• **Source extract**:
################

# DVD Kiosks In Ireland



## subzero (23 Oct 2012)

Hey Folks, 
              I am interested in buying a DVD kiosk for my shop. I have done some research and I am looking to buy from a company called titanmediasolutions , it seems they are based in Ireland and have a few Kiosks around the country and in the UK. 
I met up with one of them last week and looked at the kiosk and how it worked, the only good side of this is they sell used machines with stock as well. So I will save on buying them new. Which in these times I think is a plus, I know the parts are used, but it comes with a warranty. 

Over in the US the dvd kiosk market is still growing, and over here its non existent for DVD kiosks. There really is only room to expand? 

A few people mentioned the fact of Netflix is in Ireland, but in all fairness, Netflix has the worst selection of movies and it will never change. And its only time before downloading movies illegal is eventually stopped. 

Apple tv charges prices higher then xtravision, so this is not recession friendly. 

Does anyone have any input on this...thanks folks


----------



## mercman (23 Oct 2012)

I looked at this type of business and accept it is a very good business that gives the public the product at the time they want it not vice versa. Importantly it opens a new avenue and direction to expand your business.


----------



## subzero (23 Oct 2012)

Hi Mercman,  I am curious, why did you not go with this type of business? Cost

I am able to get a used machine..with 5k worth of stock, plus 1 year hardware and software support, plus installation...

################

• **Supplied data**:

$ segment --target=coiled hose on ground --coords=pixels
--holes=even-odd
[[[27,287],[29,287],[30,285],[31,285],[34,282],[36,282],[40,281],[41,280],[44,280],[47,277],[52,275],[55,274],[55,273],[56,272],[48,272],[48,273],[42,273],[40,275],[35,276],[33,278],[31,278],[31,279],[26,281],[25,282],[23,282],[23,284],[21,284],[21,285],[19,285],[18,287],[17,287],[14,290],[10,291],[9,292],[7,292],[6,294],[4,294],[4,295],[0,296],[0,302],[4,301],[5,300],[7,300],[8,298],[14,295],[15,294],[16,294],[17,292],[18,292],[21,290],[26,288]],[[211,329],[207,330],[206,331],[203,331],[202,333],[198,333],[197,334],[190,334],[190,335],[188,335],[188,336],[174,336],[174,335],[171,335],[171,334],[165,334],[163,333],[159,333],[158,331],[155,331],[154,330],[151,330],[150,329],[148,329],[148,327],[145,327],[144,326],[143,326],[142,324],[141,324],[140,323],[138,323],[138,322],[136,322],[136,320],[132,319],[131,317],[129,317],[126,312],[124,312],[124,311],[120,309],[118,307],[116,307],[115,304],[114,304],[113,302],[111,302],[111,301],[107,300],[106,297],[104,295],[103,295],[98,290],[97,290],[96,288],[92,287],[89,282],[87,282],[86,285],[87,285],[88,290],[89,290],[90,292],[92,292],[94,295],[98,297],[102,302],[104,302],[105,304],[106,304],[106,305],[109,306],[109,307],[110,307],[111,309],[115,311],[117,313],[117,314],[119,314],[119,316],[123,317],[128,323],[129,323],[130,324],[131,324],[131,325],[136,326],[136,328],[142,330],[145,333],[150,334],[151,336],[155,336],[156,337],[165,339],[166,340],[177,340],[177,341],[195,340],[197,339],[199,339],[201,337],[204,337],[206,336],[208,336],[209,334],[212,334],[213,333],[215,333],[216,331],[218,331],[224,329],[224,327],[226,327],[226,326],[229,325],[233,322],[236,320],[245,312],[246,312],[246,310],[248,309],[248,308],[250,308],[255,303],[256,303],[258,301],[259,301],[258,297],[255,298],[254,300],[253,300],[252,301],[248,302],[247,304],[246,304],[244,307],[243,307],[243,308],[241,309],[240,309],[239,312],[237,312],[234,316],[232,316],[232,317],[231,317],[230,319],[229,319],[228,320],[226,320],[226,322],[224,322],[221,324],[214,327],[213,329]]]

################

• **What the exercise asks**: Copy out the part of the DVD kiosk thread starting with "I met up with" and going on through "room to expand?".

• **Response to the exercise**:
I met up with one of them last week and looked at the kiosk and how it worked, the only good side of this is they sell used machines with stock as well. So I will save on buying them new. Which in these times I think is a plus, I know the parts are used, but it comes with a warranty. 

Over in the US the dvd kiosk market is still growing, and over here its non existent for DVD kiosks. There really is only room to expand?